§ **LIGNES**
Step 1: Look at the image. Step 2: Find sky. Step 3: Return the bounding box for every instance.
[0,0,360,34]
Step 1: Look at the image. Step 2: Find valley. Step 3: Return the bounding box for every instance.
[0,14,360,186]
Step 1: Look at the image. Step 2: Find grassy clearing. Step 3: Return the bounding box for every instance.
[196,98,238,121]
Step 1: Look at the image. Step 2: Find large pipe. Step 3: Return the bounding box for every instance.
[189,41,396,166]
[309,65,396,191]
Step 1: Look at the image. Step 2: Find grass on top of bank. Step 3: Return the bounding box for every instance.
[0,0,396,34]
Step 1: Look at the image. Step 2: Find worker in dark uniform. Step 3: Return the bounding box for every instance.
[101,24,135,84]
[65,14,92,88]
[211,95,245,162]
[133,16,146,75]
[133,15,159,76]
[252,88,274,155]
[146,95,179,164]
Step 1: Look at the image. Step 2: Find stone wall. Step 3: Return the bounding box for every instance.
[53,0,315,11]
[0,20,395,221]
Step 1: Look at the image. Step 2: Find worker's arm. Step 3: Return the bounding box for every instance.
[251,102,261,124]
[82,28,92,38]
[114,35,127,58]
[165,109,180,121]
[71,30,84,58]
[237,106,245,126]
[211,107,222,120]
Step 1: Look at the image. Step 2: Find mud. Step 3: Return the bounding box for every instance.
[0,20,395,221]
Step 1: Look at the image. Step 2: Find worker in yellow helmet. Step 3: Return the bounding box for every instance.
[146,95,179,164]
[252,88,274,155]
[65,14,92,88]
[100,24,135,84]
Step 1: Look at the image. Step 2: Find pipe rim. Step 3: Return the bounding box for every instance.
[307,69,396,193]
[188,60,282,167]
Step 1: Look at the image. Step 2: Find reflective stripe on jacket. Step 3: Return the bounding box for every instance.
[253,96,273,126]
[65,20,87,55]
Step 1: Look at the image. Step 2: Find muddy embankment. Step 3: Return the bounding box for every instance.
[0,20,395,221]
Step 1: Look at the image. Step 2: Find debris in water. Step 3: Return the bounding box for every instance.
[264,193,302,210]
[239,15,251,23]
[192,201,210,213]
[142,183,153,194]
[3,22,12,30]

§ **CONSIGNE**
Reproduisez mot pour mot l'ensemble des lignes ci-dessus, sans en omettre aucune.

§ **RÉPONSE DÉTAILLÉE**
Step 1: Look at the image. Step 2: Find sky. Step 3: Return the bounding box for every instance.
[0,0,360,34]
Step 1: Look at the image. Step 2: Find valley. Step 3: Return the bounding box for every instance.
[0,14,360,186]
Step 1: Look at the image. Step 2: Find grassy clearing. Step 3: Return the bounding box for every instance.
[196,98,238,121]
Step 1: Look at the image. Step 2: Find large pipe. Step 3: Return the bounding box for every instance.
[189,41,396,166]
[309,65,396,191]
Step 1: Look at the image. Step 2: Find grass on top of bank. Step 3: Return the bounding box for every instance.
[0,0,396,34]
Step 1: Look at the image. Step 2: Find worker in dark uniform. Step 3: Return the bounding box for every instance.
[101,24,135,84]
[65,14,92,88]
[211,95,245,162]
[133,16,146,75]
[133,15,159,76]
[252,88,274,155]
[146,95,179,164]
Step 1: Look at the image. Step 2: Find stone wall. Step 3: Return the bounding box for every instance.
[53,0,315,11]
[0,20,395,221]
Step 1: Look at the image. Step 2: Find worker's arm. Step 3: Return the bounding box for every instance.
[251,102,261,124]
[82,28,92,38]
[114,35,127,58]
[165,109,180,121]
[71,30,84,58]
[237,106,245,126]
[211,107,222,120]
Step 1: Look at the image. Step 2: Find mud. Step 3: Return the bounding box for every instance.
[0,20,395,221]
Step 1: Look at the image. Step 2: Find worker in yellow helmet. Step 3: Return the bounding box for every instance.
[146,95,179,164]
[252,88,274,155]
[65,14,92,88]
[100,24,135,84]
Step 1: Look at the image. Step 2: Find pipe rim. Step 3: Return the bounding box for every instance.
[307,69,396,193]
[188,60,282,167]
Step 1: Look at the image. Step 2: Find reflective stripe on jacket. Step 3: Return the bounding box for every instance.
[253,96,273,126]
[65,20,87,55]
Step 1: Look at the image. Step 2: Find muddy embankment. Step 3: Return the bounding box for every instance.
[0,20,395,221]
Step 1: Look at the image. Step 2: Find debris in water. Step 3: Return the bounding box for every instance.
[264,193,302,210]
[239,15,251,23]
[192,201,210,213]
[142,183,153,194]
[3,22,12,30]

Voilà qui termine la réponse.